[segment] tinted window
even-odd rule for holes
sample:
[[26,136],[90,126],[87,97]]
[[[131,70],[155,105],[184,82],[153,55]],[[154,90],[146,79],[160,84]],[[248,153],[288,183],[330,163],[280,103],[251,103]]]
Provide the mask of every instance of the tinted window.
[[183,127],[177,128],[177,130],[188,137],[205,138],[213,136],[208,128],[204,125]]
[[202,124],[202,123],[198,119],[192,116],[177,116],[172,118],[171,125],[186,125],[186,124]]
__________
Задание:
Выведите все приведённые выше строки в виде таблицы Markdown со столбцами «Номер» и «Строка», пропустив пустые строки.

Решение задания:
| Номер | Строка |
|---|---|
| 1 | [segment] tinted window |
| 2 | even-odd rule for holes |
| 3 | sample: |
| 4 | [[26,136],[90,126],[87,97]] |
| 5 | [[[131,70],[155,105],[184,82],[153,55]],[[154,90],[146,79],[160,84]],[[248,153],[288,183],[330,163],[280,103],[251,103]]] |
| 6 | Provide the mask of every instance of the tinted window. |
| 7 | [[183,127],[177,128],[177,130],[188,137],[205,138],[213,136],[208,128],[204,125]] |
| 8 | [[202,124],[202,123],[198,119],[192,116],[177,116],[172,118],[171,125],[186,125],[186,124]] |